Data for this exercise:
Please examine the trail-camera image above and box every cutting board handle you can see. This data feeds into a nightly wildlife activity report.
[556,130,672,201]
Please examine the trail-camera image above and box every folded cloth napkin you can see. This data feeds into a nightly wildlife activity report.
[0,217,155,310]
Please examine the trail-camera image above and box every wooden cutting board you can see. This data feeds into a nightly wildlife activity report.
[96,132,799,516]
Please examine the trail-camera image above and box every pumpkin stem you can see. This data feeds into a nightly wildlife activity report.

Problem statement:
Copy each of the rows above without changing a single character, keeping them in their original order.

Response to the task:
Please examine the trail-camera image above and box every cutting board handle you can see. This data feeds into a nightly wildlife activity report.
[556,130,672,201]
Please examine the trail-camera image above and box every folded cloth napkin you can see. This data feeds into a nightly wildlife activity report.
[0,217,155,310]
Please examine the trail-camera image above and box every wooden cutting board you can see. This data feeds into a nightly wildlife activity report.
[96,132,799,516]
Please examine the trail-camera image above and box every pumpkin stem you can see. This data feeds into a nightly wildlife activity report.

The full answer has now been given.